Sabtu, 16 Juni 2012

Suksesi Satu Selimut


Suksesi Satu Selimut
Tandi Skober ; Budayawan dan Penasihat Indonesia Police Watch
Sumber :  MEDIA INDONESIA, 16 Juni 2012


SEKALI tempo Presiden Susilo Bambang Yudhoyono (SBY) bertutur bahwa ia beserta keluarga tidak akan mencalonkan dalam Pemilihan Presiden (Pilpres) 2014. SBY terlihat cerdas saat memberi aksen pada kata mencalonkan. Kenapa? Mencalonkan bermakna lebih internal ketimbang kata di calonkan.

Dengan begitu, tidak jelas, apakah akan menerima bila Ny Ani Yudhoyono dicalonkan menjadi bakal calon Presiden 2014.

Yang bisa dijelaskan politik dinasti pada titik terjauh selalu bermuara dari alur nalar suksesi satu ranjang. Lagi pula, pilpres bukan soal demokrasi atau monarki tapi soal hasrat anomali politik kekuasaan. Ihwal lain, SBY sebagai manusia Jawa tahu betul bahwa istri itu garwa wingking, suarga nunut neraka katut, dadi presiden mantuk-mantuk. Yang bermakna istri itu terposisikan di belakang, dengan begitu ia akan mengikuti langkah suami ke surga ataupun ke neraka. Dijadikan presiden pun sangat setuju.

Dalam perspektif budaya kekuasaan Jawa, ihwal tersebut termaktub dalam frasa angrabeni iku kanthi suksesi. Ini kerap dimaknai sebagai rotasi kepemilikan kekuasaan itu tidak lebih dari pertautan suami-istri. Kepemilikan ini bersifat mobah mosik, turun naik. Di sini, sang istri cuma menerima, ngrenggo lan nglakoni ketika sang suami luruskan telunjuk agar menjadi wali kota, bupati, gubernur, hingga presiden.

Era Goro-Goro

Inilah politisasi angrabeni iku kanthi suksesi. Tidak aneh manakala dari Indramayu, Jawa Barat, Anna Shopana jadi bupati Indramayu era 2010-2015 menggantikan sang suami Yance, yang sudah dua periode duduk di kursi empuk itu.

Kenapa? Frasa kearifan kuno itu memosisikan ranjang sebagai pusat kekuasaan. Mirip obat nyamuk dengan memulai lingkaran terdalam yang merotasi hingga titik luar terjauh. Hakikat politik ada di dalam pergumulan dalam selimut. Di luar itu, rakyat, misalnya, lebih dimaknai sebagai angkot eksistensial legitimasi kepentingan kekuasaan.

Dengan begitu ada jarak yang tajam antara esensi kekuasaan dan realitas keseharian rakyat. Auctoritas non veritas facit legem seperti diungkap Hobbes (1588-1679) dalam Leviathan yang berarti kekuasaan bukan kebenaran yang membuat hukum.
----
**DAFTAR TUGAS:**
- 1) Menurut teks bacaan, siapa yang menjadi bupati Indramayu pada era 2010-2015?
- 2) Alihkan kalimat "Hakikat politik ada di dalam pergumulan dalam selimut." dari teks bacaan ke bahasa Inggris.

**DATA TERKUMPUL:**
----
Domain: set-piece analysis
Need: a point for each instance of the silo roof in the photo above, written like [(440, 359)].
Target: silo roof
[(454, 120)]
----
**JAWABAN LENGKAP:**
- 1) Anna Shopana, yang menggantikan suaminya, Yance.

- 2) The essence of politics lies in the struggle beneath the blanket.